▶ **What is expected**
Reproduce exactly the lines of the material beneath, from the line that contains "# drop a point on every instance of the bark" to the line that contains "# drop a point on every instance of the green foliage;", both included, and no other lines.

▶ **Records for the exercise**
------------------------------------------------------------------------
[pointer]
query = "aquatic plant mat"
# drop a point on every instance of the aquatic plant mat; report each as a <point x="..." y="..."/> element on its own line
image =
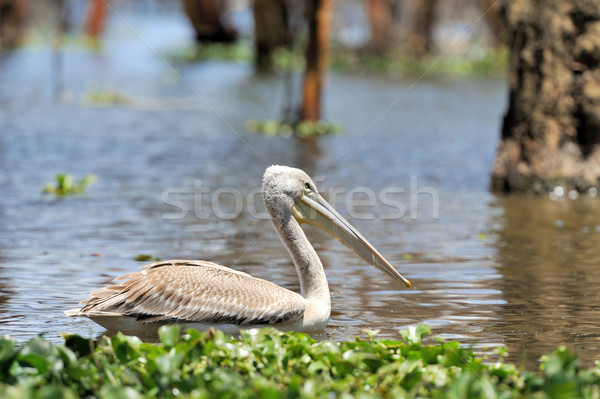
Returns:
<point x="269" y="364"/>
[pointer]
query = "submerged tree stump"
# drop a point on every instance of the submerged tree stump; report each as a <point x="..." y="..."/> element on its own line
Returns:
<point x="551" y="131"/>
<point x="271" y="30"/>
<point x="319" y="14"/>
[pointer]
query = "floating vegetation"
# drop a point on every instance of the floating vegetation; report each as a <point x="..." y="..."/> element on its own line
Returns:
<point x="146" y="258"/>
<point x="239" y="52"/>
<point x="65" y="185"/>
<point x="268" y="363"/>
<point x="480" y="60"/>
<point x="287" y="129"/>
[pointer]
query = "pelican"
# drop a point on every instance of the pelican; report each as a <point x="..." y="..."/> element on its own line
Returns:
<point x="202" y="294"/>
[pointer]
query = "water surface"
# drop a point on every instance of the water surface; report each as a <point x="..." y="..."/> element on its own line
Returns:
<point x="487" y="270"/>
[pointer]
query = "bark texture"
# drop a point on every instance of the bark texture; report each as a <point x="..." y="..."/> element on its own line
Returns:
<point x="12" y="22"/>
<point x="271" y="30"/>
<point x="318" y="15"/>
<point x="207" y="20"/>
<point x="420" y="41"/>
<point x="96" y="18"/>
<point x="381" y="25"/>
<point x="551" y="131"/>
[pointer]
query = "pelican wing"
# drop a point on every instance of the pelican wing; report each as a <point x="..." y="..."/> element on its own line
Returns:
<point x="196" y="291"/>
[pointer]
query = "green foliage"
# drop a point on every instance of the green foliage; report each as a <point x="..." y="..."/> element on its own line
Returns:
<point x="146" y="258"/>
<point x="288" y="128"/>
<point x="97" y="97"/>
<point x="239" y="52"/>
<point x="65" y="184"/>
<point x="267" y="363"/>
<point x="480" y="60"/>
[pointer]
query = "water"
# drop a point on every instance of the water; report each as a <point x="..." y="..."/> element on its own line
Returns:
<point x="487" y="270"/>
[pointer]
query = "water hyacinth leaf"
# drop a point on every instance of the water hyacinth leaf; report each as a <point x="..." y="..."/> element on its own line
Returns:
<point x="169" y="335"/>
<point x="81" y="346"/>
<point x="415" y="334"/>
<point x="120" y="393"/>
<point x="8" y="353"/>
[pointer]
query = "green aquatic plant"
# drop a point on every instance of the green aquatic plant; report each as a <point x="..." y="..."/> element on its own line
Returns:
<point x="285" y="128"/>
<point x="96" y="97"/>
<point x="238" y="52"/>
<point x="146" y="258"/>
<point x="65" y="184"/>
<point x="271" y="364"/>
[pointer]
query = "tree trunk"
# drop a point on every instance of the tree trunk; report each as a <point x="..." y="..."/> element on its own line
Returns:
<point x="12" y="22"/>
<point x="420" y="41"/>
<point x="271" y="30"/>
<point x="381" y="25"/>
<point x="318" y="15"/>
<point x="551" y="131"/>
<point x="207" y="21"/>
<point x="95" y="19"/>
<point x="491" y="8"/>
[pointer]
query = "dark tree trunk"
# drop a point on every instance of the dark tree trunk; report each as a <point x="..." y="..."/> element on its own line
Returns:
<point x="551" y="131"/>
<point x="96" y="18"/>
<point x="318" y="15"/>
<point x="271" y="30"/>
<point x="495" y="21"/>
<point x="207" y="20"/>
<point x="420" y="41"/>
<point x="12" y="22"/>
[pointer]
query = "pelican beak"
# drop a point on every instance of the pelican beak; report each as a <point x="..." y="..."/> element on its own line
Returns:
------------------------------------------------------------------------
▶ **Worked solution**
# drop a point on every instance of the bark texture; report each as a <point x="..." y="..."/> element on its own line
Returns:
<point x="12" y="22"/>
<point x="271" y="30"/>
<point x="318" y="15"/>
<point x="207" y="20"/>
<point x="420" y="41"/>
<point x="96" y="18"/>
<point x="381" y="25"/>
<point x="551" y="131"/>
[pointer]
query = "pelican wing"
# drop a point on every instance of the pelican wing; report each as a <point x="..." y="..."/> element on its own line
Returns:
<point x="196" y="291"/>
[pointer]
query = "green foliage"
# drop a point on every instance of the green foliage; report each as a <point x="..." y="..."/> element on its own line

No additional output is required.